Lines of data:
==========

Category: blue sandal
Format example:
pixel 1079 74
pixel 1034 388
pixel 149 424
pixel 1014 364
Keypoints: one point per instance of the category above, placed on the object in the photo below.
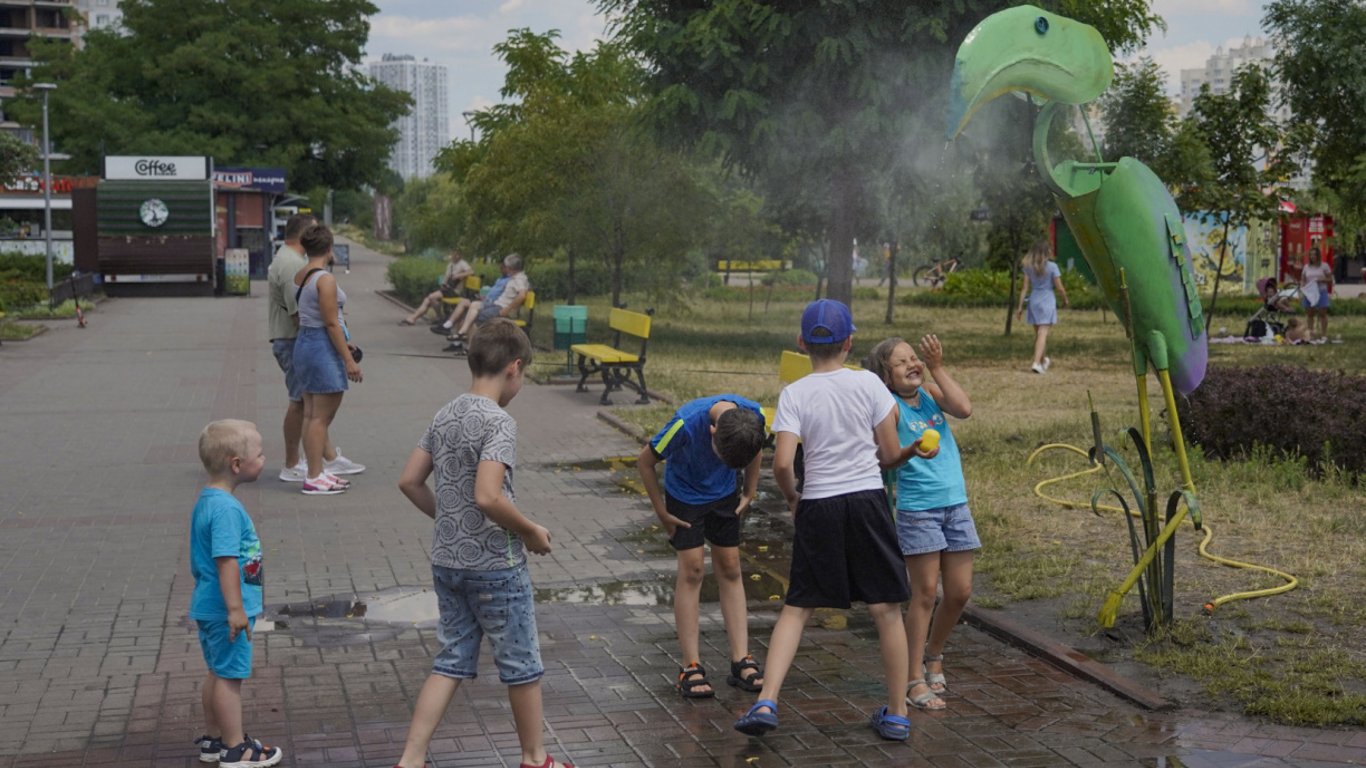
pixel 757 723
pixel 891 727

==========

■ TASK GOAL
Copy out every line of the items above word for word, leaving out the pictures.

■ SOLUTION TO THIS TASK
Category: blue sandal
Format example:
pixel 1079 74
pixel 1034 388
pixel 149 424
pixel 1014 364
Keypoints: one point per instance of the category above, placed on the object in the photo below.
pixel 757 723
pixel 891 727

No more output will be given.